_Exercise task 1_
Answer these questions from the forum thread:
(a) Since when has the first poster had the problem?
(b) What command should be entered to get the ipconfig results?
(c) What must be installed for the WiFi Inspector to function?

_Extract provided_
--- START ---

I know a fair but about computers but don't know enough to go into the advanced settings and start changing things as I don't want to make it worse. But I have been having this problem since December so I would really appreciate any help as I don't really want to buy a new laptop.


----------



## etaf (Oct 2, 2003)

lets see an ipconfig /all when on ethernet and working
then an ipconfig /all when on wireless only 
also lets see an xirrus screen shot

what firewall do you have - norton , mcafee

also try a tcp/ip reset

*------------------------------------------------------------------------*
* {ipconfig /all} *
If you cannot access the internet with this PC, then you will need to paste the results into something like notepad and then copy onto a machine that can access the internet and post results here
We would like to see the results from ipconfig /all post back the results here
-> Start 
-> _(XP - enter the following in the RUN box)_
*cmd /k ipconfig /all*
-> _(Vista or Windows 7 - enter the following in the Search box)_
*cmd /k ipconfig /all*

A black box will appear on the screen - 
rightclick in the box
select all
enter
control key + C key - to copy

then reply here and 
control key + V to paste
*------------------------------------------------------------------------*

*------------------------------------------------------------------------*
* {run Xirrus Wi-Fi Inspector} Download and install*
If you cannot access the internet with this PC, then you will need to copy the program across to the faulty PC

http://www.xirrus.com/library/wifitools.php
Direct link to the program is here http://www.xirrus.com/library/wifi_download_redirect.php
Then run and install the program 
if you get an error - You need NET Framework installed for the WiFi Inspector to function.

Run the program

post a screen shot of the program running - if there are a lot of networks showing can you click on "networks" top lefthand area - so we can see all the network information, and also post which network "Adapter Name" (1st column) is yours on the list

To post a screen shot of the active window, hold the Alt key and press the PrtScn key. Open the Windows PAINT application and Paste the screen shot. You can then use PAINT to trim to suit, and save it as a JPG format file. 
To upload it to the forum, open the full reply window and use the Manage Attachments button to upload it here.

--- END ---

_Records shown_
--- START ---

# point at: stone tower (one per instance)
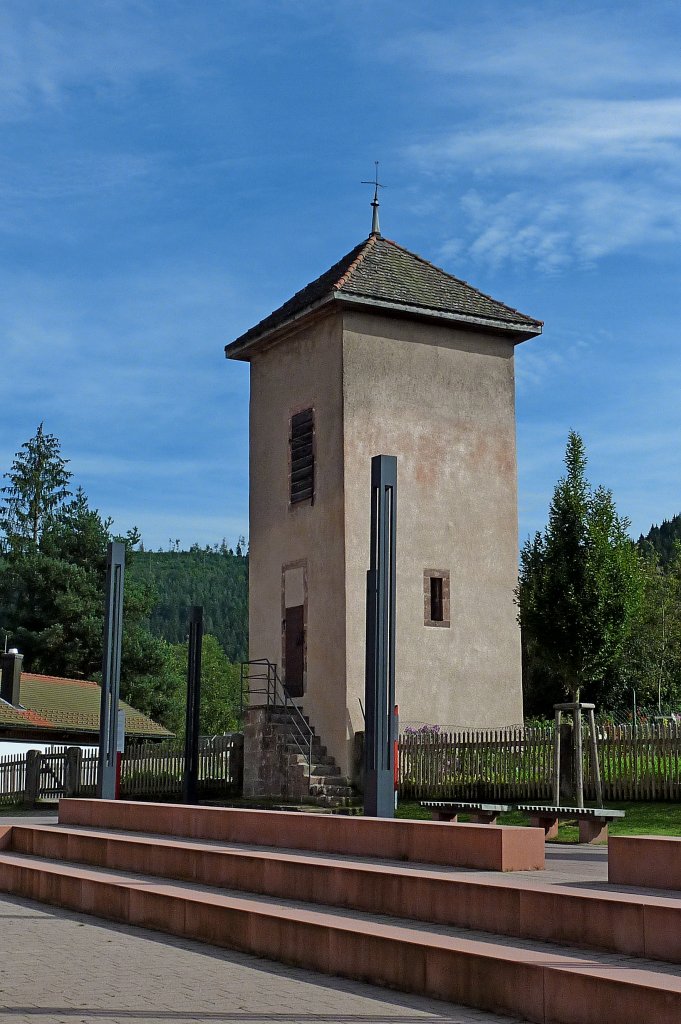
(385, 353)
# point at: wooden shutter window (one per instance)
(302, 456)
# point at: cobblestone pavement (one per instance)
(67, 968)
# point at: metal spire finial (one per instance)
(376, 229)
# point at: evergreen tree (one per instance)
(581, 586)
(38, 484)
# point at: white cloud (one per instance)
(571, 132)
(552, 227)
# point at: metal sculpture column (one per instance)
(190, 779)
(380, 676)
(111, 670)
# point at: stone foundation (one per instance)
(269, 770)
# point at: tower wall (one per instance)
(300, 371)
(442, 400)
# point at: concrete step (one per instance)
(537, 981)
(321, 766)
(487, 848)
(321, 786)
(633, 924)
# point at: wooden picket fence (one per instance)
(639, 763)
(150, 772)
(12, 778)
(156, 770)
(500, 764)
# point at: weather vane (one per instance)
(377, 184)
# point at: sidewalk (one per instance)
(62, 968)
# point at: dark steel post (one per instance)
(380, 674)
(190, 779)
(111, 670)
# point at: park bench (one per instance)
(448, 810)
(593, 820)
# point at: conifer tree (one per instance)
(581, 583)
(38, 484)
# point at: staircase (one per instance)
(513, 943)
(312, 775)
(312, 768)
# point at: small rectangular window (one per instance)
(302, 456)
(436, 597)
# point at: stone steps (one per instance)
(327, 786)
(536, 980)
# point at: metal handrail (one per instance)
(277, 696)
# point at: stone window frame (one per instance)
(442, 574)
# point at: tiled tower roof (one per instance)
(382, 274)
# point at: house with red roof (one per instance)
(40, 709)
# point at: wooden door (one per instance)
(295, 650)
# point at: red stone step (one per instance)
(483, 847)
(537, 982)
(652, 861)
(637, 925)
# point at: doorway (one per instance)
(294, 623)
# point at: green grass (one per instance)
(641, 819)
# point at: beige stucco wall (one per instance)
(300, 371)
(442, 400)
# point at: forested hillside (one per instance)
(664, 539)
(215, 578)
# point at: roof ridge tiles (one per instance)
(58, 679)
(379, 270)
(371, 241)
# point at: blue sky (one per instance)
(170, 172)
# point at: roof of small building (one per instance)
(53, 704)
(381, 273)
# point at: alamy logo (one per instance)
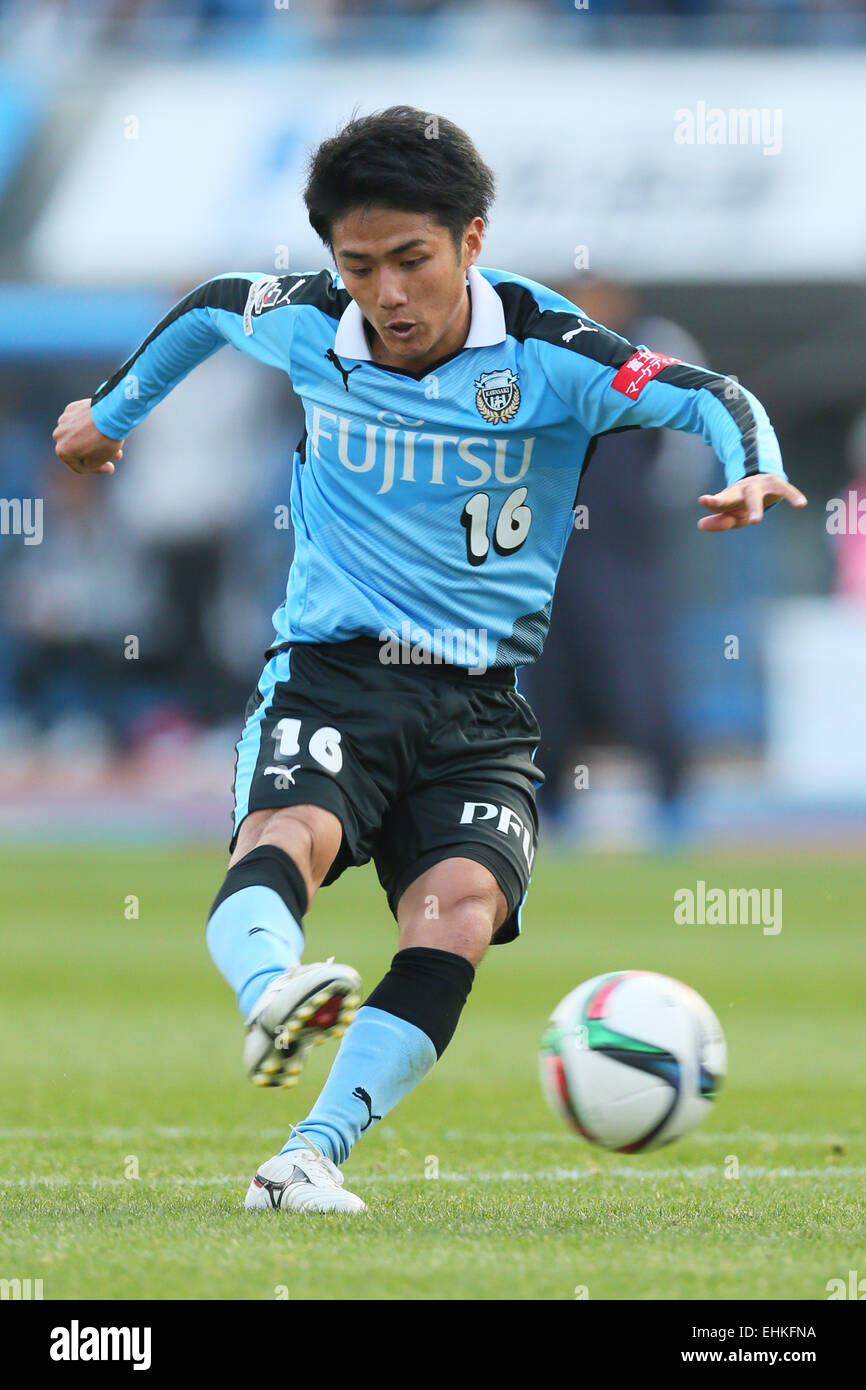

--- END ---

_Exercise task 2_
Render the entries, from the line with "# point at: small" through the end of the entries, as a Markdown table with columns Row and Line. Omit blank lines and leave the pictures out.

_Written answer 1_
(a) Since December.
(b) cmd /k ipconfig /all
(c) NET Framework.

_Written answer 2_
| Row | Line |
|---|---|
| 1 | # point at: small rectangular window (one per instance) |
| 2 | (302, 456) |
| 3 | (436, 597) |
| 4 | # point at: stone steps (one per instance) |
| 5 | (327, 786) |
| 6 | (536, 980) |
| 7 | # point at: metal handrail (one per instance) |
| 8 | (277, 696) |
| 9 | # point at: stone window frame (one per instance) |
| 10 | (442, 574) |
| 11 | # point at: tiled tower roof (one per instance) |
| 12 | (382, 274) |
| 13 | # point at: house with red roof (one per instance) |
| 14 | (40, 709) |
| 15 | # point at: wooden door (one per instance) |
| 16 | (295, 650) |
| 17 | # point at: red stone step (one per instance) |
| 18 | (483, 847) |
| 19 | (537, 982) |
| 20 | (652, 861) |
| 21 | (637, 925) |
| 22 | # point at: doorway (one per instance) |
| 23 | (294, 623) |
| 24 | # point at: green grass (one per instance) |
| 25 | (641, 819) |
| 26 | # point at: beige stucco wall (one per instance) |
| 27 | (300, 371) |
| 28 | (442, 400) |
| 29 | # point at: forested hillside (one per instance) |
| 30 | (664, 539) |
| 31 | (215, 578) |
| 32 | # point at: roof ridge tiles (one per instance) |
| 33 | (58, 679) |
| 34 | (379, 270) |
| 35 | (371, 241) |
| 36 | # point at: blue sky (one per instance) |
| 37 | (170, 172) |
| 38 | # point at: roof of small building (one per instance) |
| 39 | (53, 704) |
| 40 | (381, 273) |
| 41 | # point at: alamy logo (one per instance) |